(Object pointing dataset entries)

——

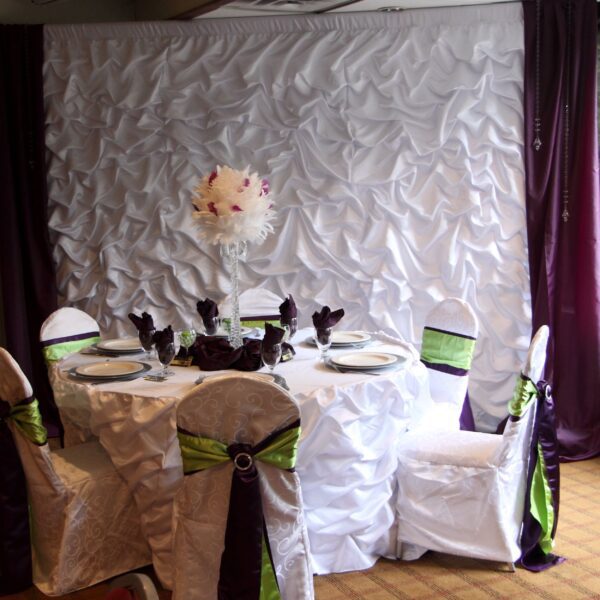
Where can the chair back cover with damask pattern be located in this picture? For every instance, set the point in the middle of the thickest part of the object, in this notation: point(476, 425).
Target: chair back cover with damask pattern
point(250, 422)
point(448, 343)
point(84, 523)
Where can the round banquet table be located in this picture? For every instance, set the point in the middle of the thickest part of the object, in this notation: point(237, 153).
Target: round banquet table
point(351, 422)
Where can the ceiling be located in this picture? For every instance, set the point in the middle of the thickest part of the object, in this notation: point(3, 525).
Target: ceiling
point(245, 8)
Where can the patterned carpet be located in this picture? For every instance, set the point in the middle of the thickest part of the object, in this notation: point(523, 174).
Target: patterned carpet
point(441, 576)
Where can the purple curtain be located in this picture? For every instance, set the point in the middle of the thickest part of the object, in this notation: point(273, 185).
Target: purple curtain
point(563, 218)
point(26, 270)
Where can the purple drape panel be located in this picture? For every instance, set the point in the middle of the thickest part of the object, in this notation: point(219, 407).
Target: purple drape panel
point(564, 258)
point(26, 268)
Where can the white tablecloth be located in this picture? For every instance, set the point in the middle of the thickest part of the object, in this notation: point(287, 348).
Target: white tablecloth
point(351, 423)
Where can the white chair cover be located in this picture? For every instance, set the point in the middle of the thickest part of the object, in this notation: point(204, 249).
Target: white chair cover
point(66, 331)
point(84, 524)
point(463, 492)
point(237, 408)
point(448, 385)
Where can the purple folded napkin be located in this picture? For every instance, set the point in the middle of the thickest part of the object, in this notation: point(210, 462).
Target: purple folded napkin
point(208, 310)
point(273, 335)
point(216, 353)
point(326, 319)
point(143, 323)
point(287, 310)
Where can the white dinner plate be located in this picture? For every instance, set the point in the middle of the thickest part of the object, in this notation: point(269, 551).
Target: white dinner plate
point(108, 370)
point(124, 345)
point(243, 330)
point(349, 338)
point(364, 360)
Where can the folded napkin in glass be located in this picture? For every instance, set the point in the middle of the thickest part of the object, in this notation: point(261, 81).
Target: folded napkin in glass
point(212, 353)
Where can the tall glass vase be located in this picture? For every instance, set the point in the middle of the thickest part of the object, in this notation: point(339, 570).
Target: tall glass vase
point(233, 253)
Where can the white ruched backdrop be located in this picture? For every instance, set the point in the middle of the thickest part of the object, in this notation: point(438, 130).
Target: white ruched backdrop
point(392, 142)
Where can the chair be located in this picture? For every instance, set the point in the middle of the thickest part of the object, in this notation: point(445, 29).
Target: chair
point(132, 586)
point(447, 351)
point(228, 426)
point(84, 524)
point(466, 493)
point(65, 332)
point(257, 306)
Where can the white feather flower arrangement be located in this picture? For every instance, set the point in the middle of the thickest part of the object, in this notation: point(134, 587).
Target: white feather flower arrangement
point(233, 206)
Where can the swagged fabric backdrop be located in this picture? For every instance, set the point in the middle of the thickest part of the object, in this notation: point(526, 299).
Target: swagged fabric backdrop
point(392, 142)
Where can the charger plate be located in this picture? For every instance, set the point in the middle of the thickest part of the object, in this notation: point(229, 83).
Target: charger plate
point(120, 346)
point(364, 360)
point(109, 370)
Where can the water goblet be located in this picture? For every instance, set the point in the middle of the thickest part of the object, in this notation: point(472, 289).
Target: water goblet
point(146, 337)
point(187, 338)
point(323, 340)
point(270, 355)
point(166, 353)
point(211, 325)
point(290, 327)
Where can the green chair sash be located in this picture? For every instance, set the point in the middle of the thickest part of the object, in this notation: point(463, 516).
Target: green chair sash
point(442, 347)
point(28, 420)
point(57, 351)
point(279, 450)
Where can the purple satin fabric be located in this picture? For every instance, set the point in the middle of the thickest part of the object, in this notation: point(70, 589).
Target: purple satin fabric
point(29, 292)
point(544, 433)
point(564, 258)
point(15, 547)
point(241, 561)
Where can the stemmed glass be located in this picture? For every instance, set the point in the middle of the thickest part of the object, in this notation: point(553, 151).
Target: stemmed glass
point(290, 327)
point(270, 355)
point(323, 340)
point(211, 325)
point(146, 337)
point(187, 338)
point(166, 353)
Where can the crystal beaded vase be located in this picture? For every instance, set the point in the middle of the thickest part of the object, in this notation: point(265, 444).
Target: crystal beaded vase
point(233, 254)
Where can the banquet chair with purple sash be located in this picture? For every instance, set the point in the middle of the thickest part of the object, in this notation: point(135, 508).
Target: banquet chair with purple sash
point(85, 526)
point(238, 515)
point(484, 495)
point(447, 347)
point(65, 332)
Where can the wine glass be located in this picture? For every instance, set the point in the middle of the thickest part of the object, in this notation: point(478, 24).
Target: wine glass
point(270, 355)
point(211, 325)
point(187, 338)
point(323, 340)
point(290, 327)
point(146, 337)
point(166, 353)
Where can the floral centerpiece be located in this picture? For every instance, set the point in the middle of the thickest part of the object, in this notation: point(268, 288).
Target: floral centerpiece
point(233, 208)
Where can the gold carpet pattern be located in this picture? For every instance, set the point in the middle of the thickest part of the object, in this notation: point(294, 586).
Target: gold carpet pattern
point(440, 576)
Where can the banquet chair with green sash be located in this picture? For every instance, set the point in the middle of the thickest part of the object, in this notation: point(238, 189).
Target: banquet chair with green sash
point(65, 332)
point(85, 525)
point(484, 495)
point(447, 348)
point(238, 515)
point(257, 307)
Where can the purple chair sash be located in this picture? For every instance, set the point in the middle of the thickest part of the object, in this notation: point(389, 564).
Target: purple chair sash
point(544, 433)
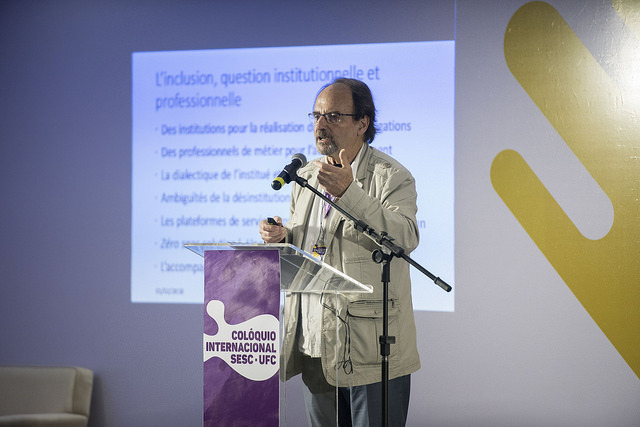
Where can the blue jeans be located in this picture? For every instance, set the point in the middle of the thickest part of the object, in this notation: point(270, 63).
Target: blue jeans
point(359, 406)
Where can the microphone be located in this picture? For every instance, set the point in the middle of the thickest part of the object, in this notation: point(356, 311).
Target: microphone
point(289, 172)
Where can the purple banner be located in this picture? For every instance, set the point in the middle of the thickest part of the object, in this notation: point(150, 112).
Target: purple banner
point(241, 337)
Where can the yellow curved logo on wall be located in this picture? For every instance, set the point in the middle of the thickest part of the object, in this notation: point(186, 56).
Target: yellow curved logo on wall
point(597, 116)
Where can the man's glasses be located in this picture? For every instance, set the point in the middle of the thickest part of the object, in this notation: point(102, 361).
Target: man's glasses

——

> _What is needed_: Copy out, word for word, the stretch from the line containing "Where can the blue" through the end of the entries.

> _Correct response_:
Where can the blue jeans be located in this picture? For every instance, set the point in the middle of the thickest part of the object, in this notation: point(270, 63).
Target: blue jeans
point(359, 406)
Where can the microphone be located in this picture? For every instance, set the point in the middle of the thickest part of the object, in this notation: point(356, 311).
Target: microphone
point(289, 172)
Where can the purple banner be located in this picture? For every instance, set the point in the middle of the thickest part of the object, in this notation: point(150, 112).
Target: purple banner
point(241, 337)
Where can the yellow curved logo on wall be located in this picture? For every instance, set the point in the middle of the thickest part of the object, in this notation: point(186, 56).
Target: yellow curved logo on wall
point(597, 116)
Where can the man's glasses be located in this picture? For every instance, set the point in the middle of the thickest part of the object, in this notation: point(102, 361).
Target: man's glasses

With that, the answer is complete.